>> begin DATA PROVIDED

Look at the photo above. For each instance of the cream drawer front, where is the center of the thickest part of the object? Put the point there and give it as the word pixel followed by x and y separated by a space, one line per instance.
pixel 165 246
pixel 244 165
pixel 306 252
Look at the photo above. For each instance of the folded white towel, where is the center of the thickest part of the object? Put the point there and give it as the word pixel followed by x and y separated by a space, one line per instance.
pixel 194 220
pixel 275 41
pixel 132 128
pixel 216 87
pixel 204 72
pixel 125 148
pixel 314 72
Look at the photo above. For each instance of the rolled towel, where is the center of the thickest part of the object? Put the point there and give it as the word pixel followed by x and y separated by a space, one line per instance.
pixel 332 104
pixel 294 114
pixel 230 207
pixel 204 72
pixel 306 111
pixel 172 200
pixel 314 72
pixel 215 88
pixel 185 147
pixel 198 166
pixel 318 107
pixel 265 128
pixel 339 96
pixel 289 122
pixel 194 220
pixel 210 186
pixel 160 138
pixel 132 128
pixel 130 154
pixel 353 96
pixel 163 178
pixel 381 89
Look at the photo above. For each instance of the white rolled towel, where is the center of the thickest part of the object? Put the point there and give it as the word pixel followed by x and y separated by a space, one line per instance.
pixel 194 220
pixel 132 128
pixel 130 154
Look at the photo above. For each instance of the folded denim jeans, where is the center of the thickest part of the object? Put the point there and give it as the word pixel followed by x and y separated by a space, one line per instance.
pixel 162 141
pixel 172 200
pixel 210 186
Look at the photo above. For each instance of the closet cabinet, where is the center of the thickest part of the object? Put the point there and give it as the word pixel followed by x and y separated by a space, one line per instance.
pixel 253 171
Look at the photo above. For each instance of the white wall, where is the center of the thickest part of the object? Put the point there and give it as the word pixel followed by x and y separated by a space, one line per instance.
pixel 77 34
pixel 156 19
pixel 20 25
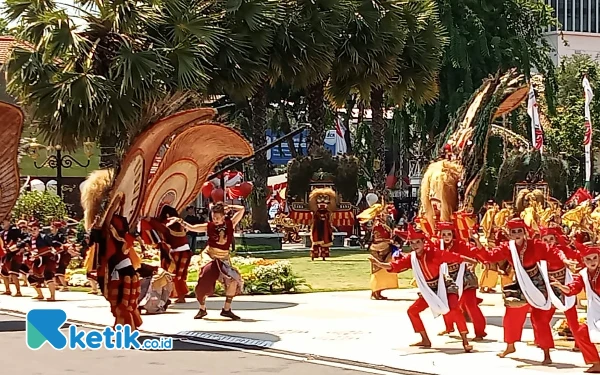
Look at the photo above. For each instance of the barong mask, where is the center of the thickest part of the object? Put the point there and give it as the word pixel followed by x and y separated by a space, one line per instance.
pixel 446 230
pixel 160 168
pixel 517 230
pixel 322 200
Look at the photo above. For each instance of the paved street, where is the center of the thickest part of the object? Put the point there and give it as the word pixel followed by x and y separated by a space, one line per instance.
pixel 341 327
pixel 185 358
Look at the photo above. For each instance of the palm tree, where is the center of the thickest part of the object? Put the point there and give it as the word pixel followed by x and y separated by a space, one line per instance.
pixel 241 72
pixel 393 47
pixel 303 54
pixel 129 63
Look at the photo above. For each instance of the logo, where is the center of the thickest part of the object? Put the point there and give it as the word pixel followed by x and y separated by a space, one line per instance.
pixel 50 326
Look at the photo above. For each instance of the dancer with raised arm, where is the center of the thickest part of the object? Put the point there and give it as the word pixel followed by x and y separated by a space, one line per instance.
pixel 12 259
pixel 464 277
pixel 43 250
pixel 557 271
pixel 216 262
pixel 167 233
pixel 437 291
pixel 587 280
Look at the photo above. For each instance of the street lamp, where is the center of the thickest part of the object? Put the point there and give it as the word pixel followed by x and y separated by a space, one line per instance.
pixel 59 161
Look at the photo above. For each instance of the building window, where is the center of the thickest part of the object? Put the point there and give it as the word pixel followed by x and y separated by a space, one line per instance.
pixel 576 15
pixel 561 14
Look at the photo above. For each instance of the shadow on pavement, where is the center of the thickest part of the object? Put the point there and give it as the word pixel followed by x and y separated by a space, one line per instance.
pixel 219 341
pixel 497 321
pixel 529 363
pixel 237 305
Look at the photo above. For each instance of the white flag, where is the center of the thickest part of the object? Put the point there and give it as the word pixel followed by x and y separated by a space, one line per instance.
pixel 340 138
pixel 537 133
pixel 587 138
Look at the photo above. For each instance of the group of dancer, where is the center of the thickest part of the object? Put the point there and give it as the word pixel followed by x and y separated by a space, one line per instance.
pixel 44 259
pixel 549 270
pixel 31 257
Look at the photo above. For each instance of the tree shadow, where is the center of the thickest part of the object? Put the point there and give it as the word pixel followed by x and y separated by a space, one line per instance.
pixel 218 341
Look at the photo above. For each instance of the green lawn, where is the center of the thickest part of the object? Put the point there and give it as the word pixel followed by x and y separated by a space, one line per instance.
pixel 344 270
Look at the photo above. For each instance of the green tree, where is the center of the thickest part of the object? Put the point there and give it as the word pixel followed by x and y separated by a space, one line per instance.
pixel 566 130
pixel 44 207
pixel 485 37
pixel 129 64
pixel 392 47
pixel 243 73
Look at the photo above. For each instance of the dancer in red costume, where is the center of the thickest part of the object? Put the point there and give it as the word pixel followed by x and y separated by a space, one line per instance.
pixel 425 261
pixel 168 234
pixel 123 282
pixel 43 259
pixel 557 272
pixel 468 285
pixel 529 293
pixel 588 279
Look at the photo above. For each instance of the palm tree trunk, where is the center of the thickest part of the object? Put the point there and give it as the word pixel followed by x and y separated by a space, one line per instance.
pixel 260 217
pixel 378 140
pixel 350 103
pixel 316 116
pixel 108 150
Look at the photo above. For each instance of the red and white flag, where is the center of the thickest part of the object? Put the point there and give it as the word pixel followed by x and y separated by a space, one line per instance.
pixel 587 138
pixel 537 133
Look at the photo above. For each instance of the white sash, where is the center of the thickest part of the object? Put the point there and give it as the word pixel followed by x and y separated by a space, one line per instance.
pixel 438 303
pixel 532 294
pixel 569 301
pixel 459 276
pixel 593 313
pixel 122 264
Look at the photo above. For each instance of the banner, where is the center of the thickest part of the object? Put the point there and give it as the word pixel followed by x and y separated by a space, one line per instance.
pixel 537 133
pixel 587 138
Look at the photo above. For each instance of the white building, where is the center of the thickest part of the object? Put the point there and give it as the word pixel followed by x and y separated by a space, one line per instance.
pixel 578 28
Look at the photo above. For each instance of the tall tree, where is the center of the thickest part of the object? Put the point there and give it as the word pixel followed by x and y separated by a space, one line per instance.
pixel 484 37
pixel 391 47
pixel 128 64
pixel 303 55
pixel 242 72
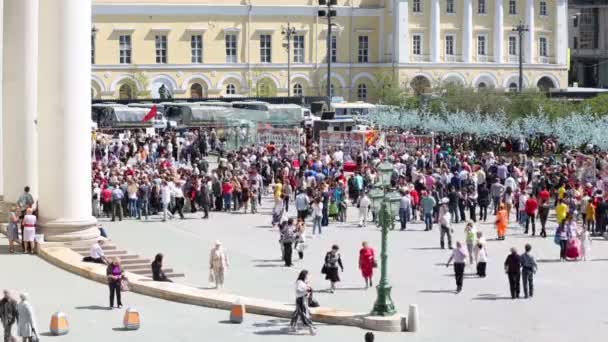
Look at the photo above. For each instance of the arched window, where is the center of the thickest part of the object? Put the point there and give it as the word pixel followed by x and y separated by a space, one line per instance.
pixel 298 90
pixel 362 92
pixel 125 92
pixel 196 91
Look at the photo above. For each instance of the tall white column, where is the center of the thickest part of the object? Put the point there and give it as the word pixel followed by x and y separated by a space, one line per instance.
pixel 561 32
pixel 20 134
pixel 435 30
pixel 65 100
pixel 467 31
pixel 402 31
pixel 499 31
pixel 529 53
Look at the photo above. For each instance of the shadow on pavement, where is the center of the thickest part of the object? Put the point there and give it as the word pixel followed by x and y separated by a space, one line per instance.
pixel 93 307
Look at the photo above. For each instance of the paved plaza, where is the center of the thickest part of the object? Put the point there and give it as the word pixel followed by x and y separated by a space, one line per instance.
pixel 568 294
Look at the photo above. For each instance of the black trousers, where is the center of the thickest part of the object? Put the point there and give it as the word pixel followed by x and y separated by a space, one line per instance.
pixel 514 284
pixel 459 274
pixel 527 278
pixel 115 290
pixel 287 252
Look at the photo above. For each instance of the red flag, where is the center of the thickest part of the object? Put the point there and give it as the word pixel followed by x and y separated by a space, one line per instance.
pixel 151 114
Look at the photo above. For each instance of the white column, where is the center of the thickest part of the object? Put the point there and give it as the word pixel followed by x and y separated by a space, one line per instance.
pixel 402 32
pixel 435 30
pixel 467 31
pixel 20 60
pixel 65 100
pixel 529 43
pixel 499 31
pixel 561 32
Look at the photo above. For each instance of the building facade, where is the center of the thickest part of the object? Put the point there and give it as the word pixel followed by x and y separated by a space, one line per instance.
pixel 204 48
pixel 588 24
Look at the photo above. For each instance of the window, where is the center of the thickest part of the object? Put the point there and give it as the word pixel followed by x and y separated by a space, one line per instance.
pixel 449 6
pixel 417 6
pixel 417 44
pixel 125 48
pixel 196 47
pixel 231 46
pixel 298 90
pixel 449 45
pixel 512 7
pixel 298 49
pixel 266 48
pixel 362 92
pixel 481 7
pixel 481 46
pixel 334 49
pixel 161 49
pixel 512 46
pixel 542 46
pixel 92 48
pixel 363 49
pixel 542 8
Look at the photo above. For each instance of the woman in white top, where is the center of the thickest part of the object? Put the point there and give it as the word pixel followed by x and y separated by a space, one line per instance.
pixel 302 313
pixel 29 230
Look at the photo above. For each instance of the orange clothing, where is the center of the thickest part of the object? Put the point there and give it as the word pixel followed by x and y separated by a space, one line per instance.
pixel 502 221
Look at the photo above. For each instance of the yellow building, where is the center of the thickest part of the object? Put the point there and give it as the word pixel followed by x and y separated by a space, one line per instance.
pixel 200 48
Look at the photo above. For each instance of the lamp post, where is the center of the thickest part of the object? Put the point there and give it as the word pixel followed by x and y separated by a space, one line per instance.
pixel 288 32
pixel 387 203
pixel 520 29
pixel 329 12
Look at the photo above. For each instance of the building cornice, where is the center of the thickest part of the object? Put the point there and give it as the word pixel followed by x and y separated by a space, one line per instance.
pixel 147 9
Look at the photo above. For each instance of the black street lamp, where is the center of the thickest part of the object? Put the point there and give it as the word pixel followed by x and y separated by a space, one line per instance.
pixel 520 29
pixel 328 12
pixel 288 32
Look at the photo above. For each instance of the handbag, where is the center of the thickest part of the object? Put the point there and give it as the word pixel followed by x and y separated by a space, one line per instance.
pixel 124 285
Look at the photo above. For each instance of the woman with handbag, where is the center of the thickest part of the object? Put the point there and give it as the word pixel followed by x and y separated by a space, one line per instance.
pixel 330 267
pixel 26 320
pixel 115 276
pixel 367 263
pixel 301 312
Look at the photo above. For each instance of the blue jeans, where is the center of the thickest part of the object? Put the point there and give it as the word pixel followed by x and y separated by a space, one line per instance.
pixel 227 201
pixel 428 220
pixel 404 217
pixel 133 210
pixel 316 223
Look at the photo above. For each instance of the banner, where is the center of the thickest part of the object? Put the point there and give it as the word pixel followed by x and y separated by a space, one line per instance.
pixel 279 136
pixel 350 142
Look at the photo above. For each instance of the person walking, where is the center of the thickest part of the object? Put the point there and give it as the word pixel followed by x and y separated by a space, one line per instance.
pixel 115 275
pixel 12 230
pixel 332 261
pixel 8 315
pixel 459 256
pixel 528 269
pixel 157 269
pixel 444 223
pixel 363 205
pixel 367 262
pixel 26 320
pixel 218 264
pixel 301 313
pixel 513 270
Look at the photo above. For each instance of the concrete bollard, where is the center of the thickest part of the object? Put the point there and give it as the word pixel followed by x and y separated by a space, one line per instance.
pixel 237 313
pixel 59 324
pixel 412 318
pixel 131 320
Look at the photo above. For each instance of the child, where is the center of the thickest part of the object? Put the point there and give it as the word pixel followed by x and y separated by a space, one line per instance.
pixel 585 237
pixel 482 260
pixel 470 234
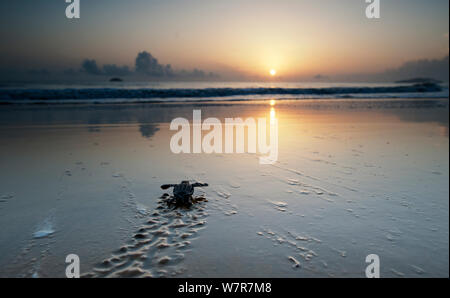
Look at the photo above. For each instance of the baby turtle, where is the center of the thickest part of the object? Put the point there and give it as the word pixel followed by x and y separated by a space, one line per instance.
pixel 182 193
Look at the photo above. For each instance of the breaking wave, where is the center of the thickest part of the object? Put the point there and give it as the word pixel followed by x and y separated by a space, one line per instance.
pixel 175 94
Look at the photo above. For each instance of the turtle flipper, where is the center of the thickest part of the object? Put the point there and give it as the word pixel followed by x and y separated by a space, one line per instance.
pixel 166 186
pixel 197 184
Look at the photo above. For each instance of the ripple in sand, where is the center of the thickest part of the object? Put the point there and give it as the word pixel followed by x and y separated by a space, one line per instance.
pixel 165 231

>> end DATA PROVIDED

Please write out the part of the listing that opens with the line containing "palm tree, where" and closes with the line containing "pixel 59 161", changing "thickest" to "widest" and leaving everything else the same.

#### WRITTEN ANSWER:
Look at the photo above. For each instance of the palm tree, where is the center of the widest part of the object? Put the point there and give it as the word pixel followed by x and y separated by a space, one line per instance.
pixel 241 72
pixel 393 47
pixel 303 54
pixel 129 63
Look at the photo above. For each instance of the logo, where is the center of the widest part of the object? Put the point there and give it as the word pixel followed by x and y separated by a space, one line per instance.
pixel 50 326
Look at the photo above. For each instance of the dancer with raised arm, where is the center of the widest part of the object? Put the point there and give it as the word pixel followed by x and y separated by a space, one line per instance.
pixel 12 259
pixel 464 277
pixel 43 250
pixel 557 271
pixel 216 262
pixel 167 233
pixel 437 291
pixel 587 280
Look at the photo above. For each instance of the street lamp, where is the center of the widest part of the object? Put the point there and give it as the word pixel followed by x and y separated by a space, one line per instance.
pixel 59 161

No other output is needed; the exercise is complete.